• Set exercise
In the entries below, rewrite everything from the line containing "Mark one point on each instance of the blue" down to the end of the entries, substituting "building" for "house" and leaving all else unchanged. Omit the pictures.
>>>>
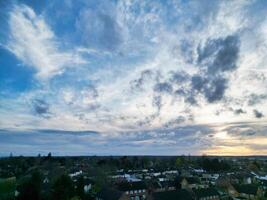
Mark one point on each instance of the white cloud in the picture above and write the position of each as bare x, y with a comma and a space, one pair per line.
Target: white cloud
35, 44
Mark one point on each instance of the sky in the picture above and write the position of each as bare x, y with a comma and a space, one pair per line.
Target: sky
133, 77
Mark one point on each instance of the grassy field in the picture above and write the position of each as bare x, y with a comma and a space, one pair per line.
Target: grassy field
7, 188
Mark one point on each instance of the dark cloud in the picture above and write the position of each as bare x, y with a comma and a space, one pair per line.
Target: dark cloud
139, 82
217, 57
214, 91
179, 77
220, 54
239, 111
258, 114
40, 107
99, 29
213, 88
157, 102
254, 99
163, 88
175, 122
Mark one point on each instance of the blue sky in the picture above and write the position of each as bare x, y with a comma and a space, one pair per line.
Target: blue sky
133, 77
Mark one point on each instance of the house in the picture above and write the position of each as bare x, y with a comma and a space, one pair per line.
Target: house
134, 190
249, 191
172, 195
190, 183
206, 194
111, 194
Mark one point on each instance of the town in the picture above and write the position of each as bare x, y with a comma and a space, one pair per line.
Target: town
133, 177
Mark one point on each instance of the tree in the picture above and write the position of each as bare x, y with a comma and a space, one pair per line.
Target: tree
30, 188
62, 188
80, 187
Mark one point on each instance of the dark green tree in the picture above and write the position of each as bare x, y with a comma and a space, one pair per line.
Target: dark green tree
30, 188
63, 188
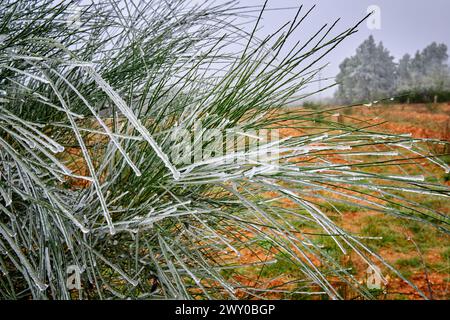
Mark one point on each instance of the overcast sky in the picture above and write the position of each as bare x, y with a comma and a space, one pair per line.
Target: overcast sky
406, 25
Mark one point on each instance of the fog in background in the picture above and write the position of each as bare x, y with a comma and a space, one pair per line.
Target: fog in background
405, 26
<<<<
• Answer to the problem
Mark one point on each instance of the blue sky in the picture above and write the position of each as bare x, y with a comma and a space, one pair per line.
Target: blue sky
133, 77
Mark one point on each instance of the building in the picture above and write the position of each as bare x, y with a comma and a space, one pair per line.
Target: building
134, 190
249, 191
172, 195
190, 183
206, 194
111, 194
Mark one point on each instance of the town in the picture above and write the position of each as bare x, y with a comma and a space, one pair per line.
Target: town
133, 177
Mark one point on each instance of the tree in the picture above and write the position of each as bare x, y with a comma and a space, one pair per line.
Target: tree
30, 188
62, 188
80, 187
Mark one point on each instance of the dark green tree in the picture above and write the position of each as bare x, y with a comma and a space, one pair per line.
Target: dark green tree
30, 188
63, 188
Mark one point on each instance of the overcast sky in the picture above and write the position of each as bare x, y with a comma and a space, one pair per line.
Target: overcast sky
406, 25
Mark one point on each instance of the fog in background in the picture above and write the position of each as bare x, y with a comma and a space, one pair per line.
Target: fog in background
405, 26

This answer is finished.